▶ _TEXT SEGMENT_
Fig. 2

Differential Gene Expression and PE.ISG Analysis using Machine Learning Algorithms. (A) Volcano plot of differentially expressed genes (DEGs) between PE and control groups in dataset GSE60438. (B) Venn diagram of DEGs and IRGs. (C) Frequency distribution of LASSO algorithm results over 1,000 repeated experiments. The x-axis represents different gene sets, whereas the y-axis represents frequency. Bar chart values indicate the frequency of results for each gene set. (D) Bagged trees algorithm value distribution for different variables and model precision. The x-axis represents the source of preeclampsia immune source–related genes (PE.ISGs), whereas the y-axis represents the precision model’s optimal value. (E) Precision value distribution of the RF algorithm for different numbers of variables. The x-axis represents the source of PE.ISG, and the y-axis represents the precision model’s optimal value. (F) Bayesian algorithm precision value distribution with different numbers of variables. The x-axis represents the source of PE.ISG, and the y-axis represents the precision model’s optimal value. (G) Wrapper feature selection (Boruta) algorithm. The x-axis represents the name of each variable, and the y-axis shows the Z value of each variable. The box plot displays the Z-scores calculated during the model analysis: the green box represents important variables, the yellow box represents tentative attributes, and genes in the green and yellow boxes were selected for inclusion in the model. (H) Importance values of key genes identified using the learning vector quantization (LVQ) algorithm.PE, preeclampsia; IRGs, immune-related genes; IRDEGs, immune-related differentially expressed genes; DEGs, differentially expressed genes; PE.ISG, preeclampsia immune source–related gene; LASSO, least absolute shrinkage and selection operator; RF, random forest; LVQ, learning vector quantization; ML, machine learning.

▶ _WORK TO BE COMPLETED_
Summarize the figure caption in two sentences.

▶ _INFORMATION SUPPLIED_
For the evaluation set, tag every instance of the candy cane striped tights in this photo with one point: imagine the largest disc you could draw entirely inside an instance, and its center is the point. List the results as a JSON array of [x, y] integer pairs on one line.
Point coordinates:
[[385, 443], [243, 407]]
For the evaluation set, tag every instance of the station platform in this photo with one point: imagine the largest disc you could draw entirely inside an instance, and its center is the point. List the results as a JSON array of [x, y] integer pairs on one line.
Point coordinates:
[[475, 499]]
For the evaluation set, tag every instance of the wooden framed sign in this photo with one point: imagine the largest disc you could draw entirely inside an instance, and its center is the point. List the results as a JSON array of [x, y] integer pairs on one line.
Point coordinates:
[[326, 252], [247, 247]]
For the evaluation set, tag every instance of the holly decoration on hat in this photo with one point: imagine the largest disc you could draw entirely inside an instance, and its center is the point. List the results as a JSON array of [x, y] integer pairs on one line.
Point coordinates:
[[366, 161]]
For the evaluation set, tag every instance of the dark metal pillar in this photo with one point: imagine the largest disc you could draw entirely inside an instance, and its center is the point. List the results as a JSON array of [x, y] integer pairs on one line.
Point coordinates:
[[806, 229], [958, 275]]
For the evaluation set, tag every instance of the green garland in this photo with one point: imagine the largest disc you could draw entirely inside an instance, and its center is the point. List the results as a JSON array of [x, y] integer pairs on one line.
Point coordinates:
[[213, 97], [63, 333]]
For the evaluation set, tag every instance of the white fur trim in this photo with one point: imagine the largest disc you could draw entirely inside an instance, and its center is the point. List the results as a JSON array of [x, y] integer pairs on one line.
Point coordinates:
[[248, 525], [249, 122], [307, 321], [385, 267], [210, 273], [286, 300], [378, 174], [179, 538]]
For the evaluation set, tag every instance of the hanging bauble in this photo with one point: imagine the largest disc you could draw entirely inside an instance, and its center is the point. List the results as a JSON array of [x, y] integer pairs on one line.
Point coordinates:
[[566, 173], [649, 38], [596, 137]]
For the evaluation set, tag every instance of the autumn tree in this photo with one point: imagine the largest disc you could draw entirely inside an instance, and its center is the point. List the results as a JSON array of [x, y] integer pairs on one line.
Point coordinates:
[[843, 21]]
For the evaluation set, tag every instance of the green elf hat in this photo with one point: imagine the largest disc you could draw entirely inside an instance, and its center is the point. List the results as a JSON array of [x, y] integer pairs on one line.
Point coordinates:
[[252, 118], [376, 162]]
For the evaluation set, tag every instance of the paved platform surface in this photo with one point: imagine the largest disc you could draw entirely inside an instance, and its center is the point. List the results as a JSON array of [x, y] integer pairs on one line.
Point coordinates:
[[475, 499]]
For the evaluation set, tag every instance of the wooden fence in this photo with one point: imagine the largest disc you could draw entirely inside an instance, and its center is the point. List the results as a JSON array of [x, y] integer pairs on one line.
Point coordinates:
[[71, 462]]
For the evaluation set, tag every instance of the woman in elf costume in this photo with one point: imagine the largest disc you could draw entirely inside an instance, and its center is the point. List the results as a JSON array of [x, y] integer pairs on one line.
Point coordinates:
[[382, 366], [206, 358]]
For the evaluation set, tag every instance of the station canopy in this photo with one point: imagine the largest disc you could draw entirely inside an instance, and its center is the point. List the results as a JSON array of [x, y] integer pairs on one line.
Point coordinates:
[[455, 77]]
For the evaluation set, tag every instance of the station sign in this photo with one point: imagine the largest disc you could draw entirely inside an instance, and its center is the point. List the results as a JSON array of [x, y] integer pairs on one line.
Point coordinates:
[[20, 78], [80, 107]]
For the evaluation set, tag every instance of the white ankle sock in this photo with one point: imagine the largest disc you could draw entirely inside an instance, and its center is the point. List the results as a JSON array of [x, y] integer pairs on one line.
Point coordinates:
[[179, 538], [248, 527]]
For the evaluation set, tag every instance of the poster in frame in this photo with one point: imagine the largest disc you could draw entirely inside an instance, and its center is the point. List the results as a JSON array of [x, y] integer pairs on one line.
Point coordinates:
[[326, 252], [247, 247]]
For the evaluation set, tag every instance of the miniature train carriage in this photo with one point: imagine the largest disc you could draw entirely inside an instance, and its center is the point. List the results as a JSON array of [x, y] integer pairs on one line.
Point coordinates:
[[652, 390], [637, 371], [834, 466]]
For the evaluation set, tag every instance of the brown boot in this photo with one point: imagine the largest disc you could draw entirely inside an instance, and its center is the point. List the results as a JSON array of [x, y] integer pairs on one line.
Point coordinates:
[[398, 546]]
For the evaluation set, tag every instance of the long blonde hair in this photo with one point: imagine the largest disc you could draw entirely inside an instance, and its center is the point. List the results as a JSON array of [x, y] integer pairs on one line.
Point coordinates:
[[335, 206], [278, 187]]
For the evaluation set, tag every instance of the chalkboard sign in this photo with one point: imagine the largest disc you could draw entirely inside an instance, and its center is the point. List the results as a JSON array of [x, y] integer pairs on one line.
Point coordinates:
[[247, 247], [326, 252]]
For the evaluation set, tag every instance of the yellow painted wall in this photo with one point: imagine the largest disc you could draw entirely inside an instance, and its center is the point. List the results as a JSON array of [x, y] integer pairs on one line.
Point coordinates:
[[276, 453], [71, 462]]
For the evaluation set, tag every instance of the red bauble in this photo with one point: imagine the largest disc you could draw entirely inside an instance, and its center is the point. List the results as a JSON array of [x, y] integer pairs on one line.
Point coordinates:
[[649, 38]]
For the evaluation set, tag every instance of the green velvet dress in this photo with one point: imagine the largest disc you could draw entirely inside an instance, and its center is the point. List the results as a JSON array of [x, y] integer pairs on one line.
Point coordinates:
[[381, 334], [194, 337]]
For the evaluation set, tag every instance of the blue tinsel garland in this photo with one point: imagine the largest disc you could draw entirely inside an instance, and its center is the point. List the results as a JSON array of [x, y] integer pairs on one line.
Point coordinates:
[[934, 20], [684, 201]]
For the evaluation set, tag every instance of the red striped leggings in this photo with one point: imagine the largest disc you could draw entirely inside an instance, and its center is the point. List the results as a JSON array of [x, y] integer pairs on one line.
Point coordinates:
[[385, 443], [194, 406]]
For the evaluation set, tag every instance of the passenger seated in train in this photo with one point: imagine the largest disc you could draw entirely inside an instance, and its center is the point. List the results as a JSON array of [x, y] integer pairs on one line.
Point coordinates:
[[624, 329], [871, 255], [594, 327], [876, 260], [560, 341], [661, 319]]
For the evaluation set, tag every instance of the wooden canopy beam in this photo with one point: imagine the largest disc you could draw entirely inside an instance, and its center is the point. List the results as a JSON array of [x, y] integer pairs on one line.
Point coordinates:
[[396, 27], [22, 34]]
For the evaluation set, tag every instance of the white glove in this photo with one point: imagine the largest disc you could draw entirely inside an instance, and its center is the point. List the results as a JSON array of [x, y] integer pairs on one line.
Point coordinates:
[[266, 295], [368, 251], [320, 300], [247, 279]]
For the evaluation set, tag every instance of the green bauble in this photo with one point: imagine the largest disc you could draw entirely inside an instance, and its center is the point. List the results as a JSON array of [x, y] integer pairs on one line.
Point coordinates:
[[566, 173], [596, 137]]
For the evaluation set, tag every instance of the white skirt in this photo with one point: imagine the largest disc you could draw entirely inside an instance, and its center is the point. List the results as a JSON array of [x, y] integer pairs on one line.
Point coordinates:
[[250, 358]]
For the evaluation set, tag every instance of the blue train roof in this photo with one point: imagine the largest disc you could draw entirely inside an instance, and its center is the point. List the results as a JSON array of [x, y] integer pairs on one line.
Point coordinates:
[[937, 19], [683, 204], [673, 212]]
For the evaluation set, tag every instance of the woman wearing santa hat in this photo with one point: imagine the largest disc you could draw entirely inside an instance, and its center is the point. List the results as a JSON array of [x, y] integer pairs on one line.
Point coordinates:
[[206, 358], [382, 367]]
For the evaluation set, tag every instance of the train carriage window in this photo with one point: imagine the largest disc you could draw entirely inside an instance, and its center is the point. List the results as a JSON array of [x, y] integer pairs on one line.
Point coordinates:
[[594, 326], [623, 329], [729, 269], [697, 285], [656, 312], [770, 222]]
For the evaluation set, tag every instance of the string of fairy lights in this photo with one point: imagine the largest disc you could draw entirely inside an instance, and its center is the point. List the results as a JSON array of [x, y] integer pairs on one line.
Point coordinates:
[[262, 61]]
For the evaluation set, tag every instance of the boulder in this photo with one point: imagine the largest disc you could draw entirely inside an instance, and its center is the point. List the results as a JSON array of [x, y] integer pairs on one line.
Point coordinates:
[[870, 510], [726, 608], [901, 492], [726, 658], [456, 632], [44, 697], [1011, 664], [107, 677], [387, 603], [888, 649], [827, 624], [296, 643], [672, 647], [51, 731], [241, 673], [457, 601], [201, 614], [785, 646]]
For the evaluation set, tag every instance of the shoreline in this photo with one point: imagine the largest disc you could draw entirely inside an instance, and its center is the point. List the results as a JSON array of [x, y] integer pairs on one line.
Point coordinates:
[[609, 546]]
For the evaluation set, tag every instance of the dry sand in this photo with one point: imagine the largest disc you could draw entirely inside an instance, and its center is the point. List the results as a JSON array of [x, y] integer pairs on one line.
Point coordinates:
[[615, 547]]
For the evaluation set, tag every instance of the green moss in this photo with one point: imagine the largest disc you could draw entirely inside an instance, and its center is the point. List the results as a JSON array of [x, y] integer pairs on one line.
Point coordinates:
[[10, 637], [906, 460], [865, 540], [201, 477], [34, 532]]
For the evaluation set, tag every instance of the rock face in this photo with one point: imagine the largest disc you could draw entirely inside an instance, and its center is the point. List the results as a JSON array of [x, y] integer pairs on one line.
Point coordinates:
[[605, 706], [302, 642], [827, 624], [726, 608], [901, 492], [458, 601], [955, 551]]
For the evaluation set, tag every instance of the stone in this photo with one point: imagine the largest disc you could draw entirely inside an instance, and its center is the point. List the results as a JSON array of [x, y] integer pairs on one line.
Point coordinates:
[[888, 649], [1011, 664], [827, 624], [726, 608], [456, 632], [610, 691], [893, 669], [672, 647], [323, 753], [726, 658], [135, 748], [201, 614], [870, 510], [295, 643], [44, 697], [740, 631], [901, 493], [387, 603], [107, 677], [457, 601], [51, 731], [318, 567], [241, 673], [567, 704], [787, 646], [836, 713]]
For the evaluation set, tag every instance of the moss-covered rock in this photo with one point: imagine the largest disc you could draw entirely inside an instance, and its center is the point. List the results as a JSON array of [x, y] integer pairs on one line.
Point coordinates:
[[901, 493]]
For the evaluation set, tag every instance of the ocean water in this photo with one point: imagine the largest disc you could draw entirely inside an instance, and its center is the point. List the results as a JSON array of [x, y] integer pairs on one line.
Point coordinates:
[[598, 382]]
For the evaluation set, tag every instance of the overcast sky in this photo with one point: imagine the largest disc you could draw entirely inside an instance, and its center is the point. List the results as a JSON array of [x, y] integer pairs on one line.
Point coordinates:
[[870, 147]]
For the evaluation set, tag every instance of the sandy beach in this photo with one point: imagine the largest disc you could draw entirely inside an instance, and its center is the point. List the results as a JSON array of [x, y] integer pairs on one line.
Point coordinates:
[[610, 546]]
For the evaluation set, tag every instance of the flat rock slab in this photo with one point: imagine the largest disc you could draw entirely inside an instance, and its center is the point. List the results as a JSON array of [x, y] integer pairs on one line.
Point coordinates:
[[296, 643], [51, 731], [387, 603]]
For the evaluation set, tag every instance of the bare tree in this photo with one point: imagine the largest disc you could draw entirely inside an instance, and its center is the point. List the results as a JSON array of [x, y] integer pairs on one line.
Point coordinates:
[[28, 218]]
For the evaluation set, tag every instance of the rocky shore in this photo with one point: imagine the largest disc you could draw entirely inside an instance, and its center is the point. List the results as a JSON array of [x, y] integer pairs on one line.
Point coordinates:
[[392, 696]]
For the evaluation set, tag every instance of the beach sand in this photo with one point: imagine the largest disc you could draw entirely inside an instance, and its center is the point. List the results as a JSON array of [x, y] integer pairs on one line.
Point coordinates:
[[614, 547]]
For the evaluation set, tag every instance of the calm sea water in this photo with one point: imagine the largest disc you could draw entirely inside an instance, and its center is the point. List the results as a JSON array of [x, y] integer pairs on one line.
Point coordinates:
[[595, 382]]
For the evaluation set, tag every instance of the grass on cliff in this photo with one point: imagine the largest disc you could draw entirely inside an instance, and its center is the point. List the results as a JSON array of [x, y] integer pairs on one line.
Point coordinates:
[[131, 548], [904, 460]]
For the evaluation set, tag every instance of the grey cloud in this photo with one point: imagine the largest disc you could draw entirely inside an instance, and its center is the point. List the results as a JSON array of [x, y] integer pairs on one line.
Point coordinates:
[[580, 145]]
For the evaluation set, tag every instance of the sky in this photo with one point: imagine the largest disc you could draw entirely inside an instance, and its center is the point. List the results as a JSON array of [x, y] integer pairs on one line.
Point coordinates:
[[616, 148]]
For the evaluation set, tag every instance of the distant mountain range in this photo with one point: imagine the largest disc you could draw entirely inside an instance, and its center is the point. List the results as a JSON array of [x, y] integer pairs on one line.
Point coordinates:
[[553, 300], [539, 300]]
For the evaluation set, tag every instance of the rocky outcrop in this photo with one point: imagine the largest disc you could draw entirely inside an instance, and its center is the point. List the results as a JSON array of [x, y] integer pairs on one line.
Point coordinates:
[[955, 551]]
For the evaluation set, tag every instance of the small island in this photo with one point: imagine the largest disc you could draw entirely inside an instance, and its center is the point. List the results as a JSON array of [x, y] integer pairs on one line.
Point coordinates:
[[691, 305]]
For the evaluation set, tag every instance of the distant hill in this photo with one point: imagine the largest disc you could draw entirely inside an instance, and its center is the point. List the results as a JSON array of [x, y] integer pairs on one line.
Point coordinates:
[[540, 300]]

▶ _RESULT OF THE TASK_
The figure caption describes an analysis of differentially expressed genes between preeclampsia and control groups in dataset GSE60438, shown through a volcano plot and a Venn diagram comparing those genes with immune-related genes. The remaining panels present results from machine learning algorithms (LASSO, bagged trees, random forest, Bayesian, Boruta, and learning vector quantization) used to analyze preeclampsia immune source–related genes, with the Boruta panel noting that genes in the green and yellow boxes were selected for inclusion in the model.